• [Work instructions]:
[a] Rewrite the passage of the article on child sexual exploitation in Africa starting with "In Africa, there" and going on through "that ended Thursday.", replacing "Thursday" with "Friday".
[b] Answer these questions using the article on child sexual exploitation in Africa.
(i) How many participants did the Yokohama gathering draw?
(ii) Of which country is Bruce Miriam Aribot the minister of social welfare, women and child protection?
(iii) According to the UNICEF report, what share of child domestics are girls?

Africa Gets New Tools against Child Sex Trade

By Marwaan Macan-Markar


YOKOHAMA, Japan, Dec 20 (IPS) - Representatives from more than 20 African countries at a just-finished conference here succeeded in drawing global attention to the particular forms of sex abuse their children are subject to -- more of them are actually being exploited outside the commercial sex trade.

In Africa, there are more children who are victims of incest, rape and forced early marriage than trapped in the sex industry, they said during the four-day Second World Congress against Commercial Sexual Exploitation of Children that ended Thursday.

This is also true of children abused sexually on the streets, in educational settings and after being kidnapped, these officials pointed out, but added that the scale of such abuse varies from country to country.

''We have child prostitution, yet the larger number of children are sexually abused in non-commercial situations, be it in schools, at home, due to early marriage and when they are domestic workers,'' said Bruce Miriam Aribot, Guinea's minister of social welfare, women and child protection.

''It has been an unspoken phenomenon in Africa for years, a taboo subject, because it could lead to a clash between local culture and the law,'' Aribot told IPS. ''There is no money involved in such abuse, so it is incorrect to call it commercial sexual exploitation of children. It is a broader form of child sex abuse.''

''When some African countries met in Rabat, they felt it was important to broaden the definition of child sex abuse from commercial sexual exploitation of children,'' added Rima Salah, regional director for the United Nations Children's Fund (UNICEF) office for West and Central Africa. ''This is a way of breaking the silence.''

The difference in Africa's problems with child sex exploitation, in fact, was not lost on the representatives from the government officials, activists and young people attending the Yokohama. The final document that the participants endorsed -- the Yokohama Global Commitment 2001 - reflected the call by African governments to broaden the definition of child sex abuse, to protect boys and girls under 18 years from ''all forms of sexual exploitation'' rather than limit this to the commercial trade.

This distinction was buttressed by the reports of child sex abuse in Africa that were released at this gathering, which drew 3,045 participants from governments, non-governmental organisations (NGOs), the private sector and youth.

''Until recently, many countries in the region had not been aware of the existence of this scourge. One rather heard of indecent assault on minors, often localised or on the occasion of certain events,'' states an UNICEF report on sexual exploitation of children in West and Central Africa. ''A few country studies show that the phenomenon of the sexual abuse and exploitation of children is emerging and growing.''

''These are mainly rape (incestuous or otherwise), indecent exposure, kidnapping or abduction, forced marriages, etc,'' it points out. ''The main victims are girls, although the percentage of abused boys is growing.''

This study also identifies the circumstances under which girls are sexually abused, as opposed to boys. ''While girls are mostly abused in supervisory family or educational setting (like home or school), boys are abused in other life settings (like the street or in workshops). The perpetrator is often an adult and, in all cases, is older than the victim.''

Girls employed as domestic workers are among the most vulnerable, it affirms. ''Nearly 90 percent of child domestics are girls. Their position of inferiority in the household makes them particularly vulnerable to sex abuse and rape.''

Child prostitution, on the other hand, is found in places of ''high and sudden concentration of male populations,'' like oil fields, mines, trawlers and military camps, it adds. ''The testimonies of child victims in about five countries of the region indicate that they were directly initiated by tourists or guides and sellers of artifacts.''

Another report by the non-governmental End Child Prostitution and Trafficking (ECPAT) in southern Africa adds that in Botswana, there is very little information is available about commercial sexual exploitation, but incest and other forms of child abuse have been documented.

• [Provided data]:
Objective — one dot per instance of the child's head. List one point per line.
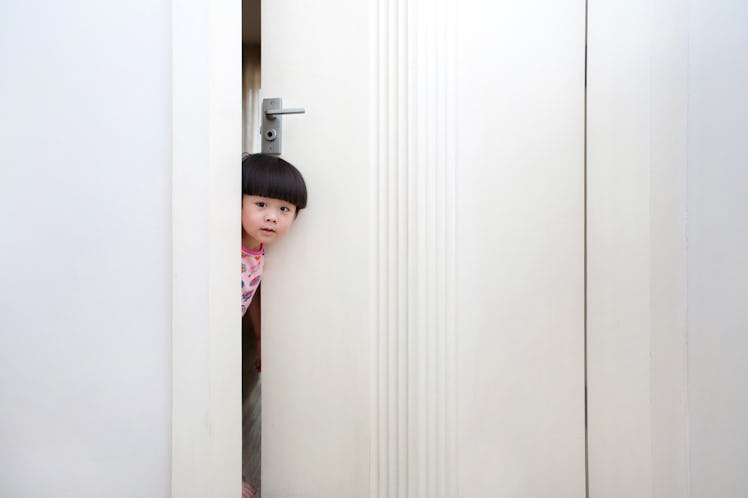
(273, 193)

• [Task-by-task outputs]:
[a]
In Africa, there are more children who are victims of incest, rape and forced early marriage than trapped in the sex industry, they said during the four-day Second World Congress against Commercial Sexual Exploitation of Children that ended Friday.

[b]
(i) 3,045
(ii) Guinea
(iii) Nearly 90 percent